- Text block -
## Start

Complete technical specification and implementation details from the patent document.
This application claim the benefit of U.S. Provisional Application Ser. No. 63/684,042 which was filed on Aug. 16, 2024, which is hereby incorporated by reference in its entirety.
Deep neural networks (DNNs) have achieved success in various domains, including computer vision, natural language processing, and speech recognition. However, the increasing complexity and size of DNNs pose significant challenges in terms of computational resources and energy efficiency. Transformer neural networks have gained popularity due to their ability to model long-range dependencies and achieve state-of-the-art performance in tasks such as machine translation and language understanding. Nevertheless, the high computational cost associated with self-attention mechanisms in transformer networks has hindered their widespread deployment in resource-constrained environments.
To address these challenges, processing-in-memory (PIM) architectures have emerged as a promising solution. PIM architectures aim to alleviate the data movement bottleneck by integrating processing units close to or within the memory subsystem. Recent advancements in PIM architectures have demonstrated the potential for efficient acceleration of DNNs. For instance, prior works such as Ambit (Seshadri et al., 2017) and FloatPIM (Imani et al., 2019) have proposed in-memory acceleration techniques for bulk bitwise operations and floating-point operations, respectively. However, existing PIM architectures have primarily focused on traditional DNNs, such as convolutional neural networks (CNNs), and have not been optimized for the unique characteristics of transformer networks. Therefore, there is a need for novel PIM architectures and dataflow schemes that can efficiently accelerate transformer neural networks while minimizing data movement and energy consumption.
Included are embodiments of a processing-in-memory (PIM) system for accelerating transformer neural networks. Some embodiments include a plurality of subarrays, each subarray of the plurality of subarrays including a plurality of DRAM tiles. Each subarray of the plurality of subarrays may include a plurality of bitlines for performing stochastic multiplication operations, a first metal-oxide-metal capacitor (MOMCAP) for accumulating analog values and a stochastic-to-analog (S_to_A) circuit for converting stochastic data into analog charge for accumulation on the first MOMCAP. In some embodiments, the PIM system is configured to perform multiplication operations on input vectors and weight matrices in the plurality of subarrays, accumulate results of the multiplication operations on the first MOMCAP, and convert the analog accumulated values to binary values.

## End

- Data shown -
## Start

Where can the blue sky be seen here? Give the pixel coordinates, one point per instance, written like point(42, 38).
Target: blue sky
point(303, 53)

## End

Transcribe the processing-in-memory text word for word, from "Included are embodiments" up to and including "to binary values.".

Included are embodiments of a processing-in-memory (PIM) system for accelerating transformer neural networks. Some embodiments include a plurality of subarrays, each subarray of the plurality of subarrays including a plurality of DRAM tiles. Each subarray of the plurality of subarrays may include a plurality of bitlines for performing stochastic multiplication operations, a first metal-oxide-metal capacitor (MOMCAP) for accumulating analog values and a stochastic-to-analog (S_to_A) circuit for converting stochastic data into analog charge for accumulation on the first MOMCAP. In some embodiments, the PIM system is configured to perform multiplication operations on input vectors and weight matrices in the plurality of subarrays, accumulate results of the multiplication operations on the first MOMCAP, and convert the analog accumulated values to binary values.